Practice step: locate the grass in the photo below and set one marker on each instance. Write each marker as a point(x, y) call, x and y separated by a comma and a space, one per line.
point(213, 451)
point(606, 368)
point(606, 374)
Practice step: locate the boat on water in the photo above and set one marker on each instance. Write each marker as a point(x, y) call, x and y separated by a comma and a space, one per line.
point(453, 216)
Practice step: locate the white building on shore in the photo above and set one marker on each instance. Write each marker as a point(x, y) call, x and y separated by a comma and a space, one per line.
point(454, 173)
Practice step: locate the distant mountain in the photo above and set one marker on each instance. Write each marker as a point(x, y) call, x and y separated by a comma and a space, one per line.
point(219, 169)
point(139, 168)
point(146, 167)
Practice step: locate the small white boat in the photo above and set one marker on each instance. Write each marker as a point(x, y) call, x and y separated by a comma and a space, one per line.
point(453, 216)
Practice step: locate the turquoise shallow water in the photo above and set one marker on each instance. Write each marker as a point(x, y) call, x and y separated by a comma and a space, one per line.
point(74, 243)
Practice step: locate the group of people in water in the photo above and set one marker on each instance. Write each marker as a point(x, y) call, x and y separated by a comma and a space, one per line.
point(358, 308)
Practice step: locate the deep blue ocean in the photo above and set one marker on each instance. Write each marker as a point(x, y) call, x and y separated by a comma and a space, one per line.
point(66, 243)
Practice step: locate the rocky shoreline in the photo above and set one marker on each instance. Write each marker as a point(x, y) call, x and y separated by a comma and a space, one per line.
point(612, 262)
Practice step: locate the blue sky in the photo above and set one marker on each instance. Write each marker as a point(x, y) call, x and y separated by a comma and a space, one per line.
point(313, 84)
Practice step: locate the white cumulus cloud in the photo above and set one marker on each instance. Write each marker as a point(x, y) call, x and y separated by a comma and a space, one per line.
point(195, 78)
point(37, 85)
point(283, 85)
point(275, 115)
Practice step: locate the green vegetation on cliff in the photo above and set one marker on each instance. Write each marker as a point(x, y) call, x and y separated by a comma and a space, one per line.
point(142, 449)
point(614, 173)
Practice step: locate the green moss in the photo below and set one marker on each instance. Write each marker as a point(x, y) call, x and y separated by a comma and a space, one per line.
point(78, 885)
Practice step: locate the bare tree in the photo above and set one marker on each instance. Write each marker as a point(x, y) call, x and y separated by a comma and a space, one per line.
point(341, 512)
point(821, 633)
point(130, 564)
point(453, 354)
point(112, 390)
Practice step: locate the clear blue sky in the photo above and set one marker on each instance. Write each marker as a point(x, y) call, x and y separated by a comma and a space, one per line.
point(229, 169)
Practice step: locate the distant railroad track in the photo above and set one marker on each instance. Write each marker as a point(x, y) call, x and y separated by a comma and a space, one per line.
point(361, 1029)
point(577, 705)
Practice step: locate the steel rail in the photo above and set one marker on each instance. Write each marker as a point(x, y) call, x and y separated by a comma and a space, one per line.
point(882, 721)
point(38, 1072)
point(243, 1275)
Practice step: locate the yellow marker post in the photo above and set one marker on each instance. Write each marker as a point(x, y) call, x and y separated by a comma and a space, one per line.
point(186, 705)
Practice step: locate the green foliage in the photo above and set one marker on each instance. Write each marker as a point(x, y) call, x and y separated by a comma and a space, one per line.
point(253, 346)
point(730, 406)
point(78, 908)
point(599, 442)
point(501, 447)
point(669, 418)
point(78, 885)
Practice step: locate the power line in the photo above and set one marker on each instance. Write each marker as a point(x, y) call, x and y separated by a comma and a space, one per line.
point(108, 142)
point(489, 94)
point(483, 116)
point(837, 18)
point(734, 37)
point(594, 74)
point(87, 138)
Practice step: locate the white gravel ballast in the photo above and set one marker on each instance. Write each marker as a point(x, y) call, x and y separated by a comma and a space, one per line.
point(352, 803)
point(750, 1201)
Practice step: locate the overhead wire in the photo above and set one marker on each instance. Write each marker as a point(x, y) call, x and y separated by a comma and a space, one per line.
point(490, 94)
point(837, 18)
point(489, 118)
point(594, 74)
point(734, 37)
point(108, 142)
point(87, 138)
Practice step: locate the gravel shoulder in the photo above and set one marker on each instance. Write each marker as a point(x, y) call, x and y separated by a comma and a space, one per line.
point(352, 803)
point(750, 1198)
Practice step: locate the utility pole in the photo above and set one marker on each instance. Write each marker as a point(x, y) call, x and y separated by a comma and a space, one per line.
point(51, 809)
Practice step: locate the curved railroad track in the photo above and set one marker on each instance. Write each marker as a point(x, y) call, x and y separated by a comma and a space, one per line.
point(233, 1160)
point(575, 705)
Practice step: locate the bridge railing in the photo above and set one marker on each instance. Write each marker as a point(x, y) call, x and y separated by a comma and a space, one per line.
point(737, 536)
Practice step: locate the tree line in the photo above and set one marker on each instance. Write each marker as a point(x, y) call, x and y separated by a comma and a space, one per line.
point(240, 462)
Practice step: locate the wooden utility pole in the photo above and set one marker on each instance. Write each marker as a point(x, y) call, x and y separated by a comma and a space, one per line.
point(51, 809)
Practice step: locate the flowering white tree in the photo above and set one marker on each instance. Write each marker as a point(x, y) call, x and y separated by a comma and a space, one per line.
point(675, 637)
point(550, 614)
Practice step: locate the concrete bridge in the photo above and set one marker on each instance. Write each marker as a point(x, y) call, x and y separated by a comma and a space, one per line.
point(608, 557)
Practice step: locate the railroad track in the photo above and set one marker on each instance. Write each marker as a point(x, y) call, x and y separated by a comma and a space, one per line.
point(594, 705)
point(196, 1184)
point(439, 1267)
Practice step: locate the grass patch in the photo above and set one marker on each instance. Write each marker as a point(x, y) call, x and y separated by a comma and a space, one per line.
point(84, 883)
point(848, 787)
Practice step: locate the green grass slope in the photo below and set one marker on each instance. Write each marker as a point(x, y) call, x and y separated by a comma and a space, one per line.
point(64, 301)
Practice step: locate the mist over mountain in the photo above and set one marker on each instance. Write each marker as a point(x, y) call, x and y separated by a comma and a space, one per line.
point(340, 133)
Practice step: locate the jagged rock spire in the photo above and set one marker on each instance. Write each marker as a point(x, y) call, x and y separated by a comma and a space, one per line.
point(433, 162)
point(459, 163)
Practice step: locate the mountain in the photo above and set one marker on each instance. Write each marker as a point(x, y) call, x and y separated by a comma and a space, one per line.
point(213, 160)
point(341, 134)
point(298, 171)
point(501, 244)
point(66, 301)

= Work instructions =
Please copy all the items above word for word, in the same order.

= Completed task =
Practice step: locate the grass in the photo below and set one marker on each instance. Write each marker as a point(x, y) call, x and y separated by a comma and a space, one per line.
point(213, 451)
point(606, 368)
point(606, 374)
Practice step: locate the boat on water in the photo above and set one marker on each instance. Write each marker as a point(x, y) call, x and y separated by a comma and a space, one per line.
point(453, 216)
Practice step: locate the white building on shore in the photo above and set one marker on each instance. Write each marker as a point(x, y) call, x and y separated by a comma and a space, one per line.
point(454, 173)
Practice step: locate the distant mountain in the photo above and set one marker on each instance. Write each marker as a point(x, y) call, x and y separated by a comma and a space, one per line.
point(219, 169)
point(139, 168)
point(146, 167)
Practice step: locate the small white boat in the photo above and set one marker on each instance. Write each marker as a point(x, y) call, x and y separated by a comma and a space, one per line.
point(453, 216)
Practice step: locate the turquoise shallow water in the photo above and set one marker on each instance. Write each marker as a point(x, y) call, x and y separated by a comma and a space, one per line.
point(74, 243)
Practice step: locate the group of people in water in the photo above and set one marker on each instance. Write each marker as a point(x, y) call, x and y separated by a comma and a space, one per line.
point(358, 308)
Practice step: locate the deep blue ocean in the photo above and set one marker on each instance. Write each marker as a point(x, y) call, x and y separated by a comma and a space, one per line.
point(66, 243)
Practice step: locate the rocky shoreline in the photo above and set one marker on each instance. Write each marker as a point(x, y) call, x and y separated by a comma and a space, one per line.
point(612, 262)
Practice step: locate the blue sky in the photo above and set one marker on each instance. Write each marker as a point(x, y) call, x and y separated by a comma and a space, one per line.
point(313, 84)
Practice step: locate the white cumulus cloud in the photo above and set one marker on each instance. Write each marker as a point(x, y) call, x and y separated by a comma and a space, one per line.
point(195, 78)
point(37, 85)
point(283, 85)
point(275, 115)
Practice step: locate the green vegetation on cliff in the photo above and set one marker on each instance. Write each marker as a point(x, y) call, x and y separated by a comma and a space, one per line.
point(142, 449)
point(614, 173)
Practice step: locate the green moss in the photo below and set one marker on each instance. Write each marker as a point(x, y) call, x and y separated by a comma and a space, one per line.
point(78, 885)
Practice step: locate the bare tree in the photo above and set one marker on each instance. Write each marker as a point(x, y) call, x and y separated by a comma and a space, one per line.
point(341, 512)
point(821, 633)
point(130, 564)
point(453, 354)
point(112, 390)
Practice step: locate the clear blue sky in the photo above and set one marker on each instance. Write each marker as a point(x, y) call, x and y separated by a comma and a space, one per line.
point(229, 169)
Practice step: locate the distant railroad track in the photo above and set one marker on each instance. Write each marker as a point(x, y) call, x and y separated by a comma and a space, one per line.
point(361, 1029)
point(577, 705)
Practice step: locate the steel rail in the photo above and set one marker on each instance. Write each marker as a point(x, y) call, x and y separated by a comma and a space, one per line.
point(882, 721)
point(38, 1072)
point(243, 1275)
Practice step: locate the yellow marker post in the photo above and set one marker on each instance. Write each marker as a point(x, y) call, x and y separated by a comma and a space, one per line.
point(186, 705)
Practice step: locate the green foliage in the photo above and set one marker on each instance. Write each marker as a point(x, y) call, x and y separated by a comma and a space, one per line.
point(253, 346)
point(730, 406)
point(78, 908)
point(599, 442)
point(501, 447)
point(669, 418)
point(78, 885)
Practice step: locate the power line in the photo above and set one marker on each instance. Write each marker as a point(x, y) call, x and y separated by a comma and a space, one per line.
point(108, 142)
point(489, 94)
point(483, 116)
point(837, 18)
point(734, 37)
point(594, 74)
point(87, 138)
Practice step: locate the white gravel ballast in the photo above and set one marker on each instance. Write each marker as a point(x, y) call, x and y separated by a comma and a space, one per line.
point(352, 803)
point(750, 1201)
Practice step: locate the overhead wire in the photo above and set one marker on each instance. Write each marker as a point(x, y) call, x and y separated by a comma and a space, one per line.
point(490, 94)
point(837, 18)
point(489, 118)
point(594, 74)
point(734, 37)
point(108, 142)
point(87, 138)
Practice step: locate the gravel shoulder in the photo above and set one marker on each instance. Write each marker as a point(x, y) call, x and y separated by a comma and a space, one per line.
point(352, 803)
point(750, 1198)
Practice step: locate the utility pole in the photo above and set one marker on each instance. Write each marker as a point(x, y) call, x and y separated by a comma and a space, one per line.
point(51, 809)
Practice step: locate the curved railroad track in the photo above and set one marker on each instance. Write each marker as a point(x, y) call, x and y separated by a comma and a space, one per line.
point(233, 1160)
point(575, 705)
Practice step: locate the bridge railing in the photo above and set one marker on each instance. Write each marker as a point(x, y) call, x and y separated by a comma and a space, one per line.
point(737, 536)
Practice step: locate the tree line in the photo above and set one marker on each instance. Write each marker as a point(x, y) call, x and y separated by a comma and a space, one per line.
point(240, 462)
Practice step: locate the wooden utility pole in the photo above and set one marker on each instance. Write each marker as a point(x, y) call, x and y separated by a comma and a space, one per line.
point(51, 809)
Practice step: locate the flowering white tree in the photo above and set one marker on each instance. Write each marker as a point(x, y) call, x and y separated by a comma and a space, one per line.
point(675, 637)
point(550, 614)
Practice step: locate the concrete bridge in the photo above and set one marker on each instance. Write each marker as a point(x, y) call, x and y separated by a comma and a space, one per line.
point(608, 557)
Practice step: locate the railroad track in the photo above and set one marker on each instance. Write each marker as a point(x, y) call, x and y separated by a comma and a space, one per line.
point(594, 705)
point(196, 1184)
point(439, 1267)
Practice step: locate the grass patch in the photo above and set one marker on each instance. Write each marker as a point(x, y) call, x and y separated by a comma and a space, one per line.
point(84, 883)
point(848, 787)
Practice step: locate the green grass slope in the photo below and set one marker on each instance. Write each marker as a point(x, y) call, x and y separated by a comma and a space, one per line.
point(64, 301)
Practice step: locate the mist over mountain in the photo above and set one marker on each instance. Write each marker as a point(x, y) call, x and y separated by a comma and a space, one per line.
point(340, 133)
Practice step: locate the jagged rock spire in the photo above and set one marker on each instance. Write each marker as a point(x, y) call, x and y separated by a comma and a space, one per line.
point(433, 162)
point(459, 163)
Practice step: locate the mountain in the photo above and set one marker on each instance. Write each marker as a point(x, y) call, x and y separated by a comma and a space, one per line.
point(213, 160)
point(341, 134)
point(298, 171)
point(501, 244)
point(66, 301)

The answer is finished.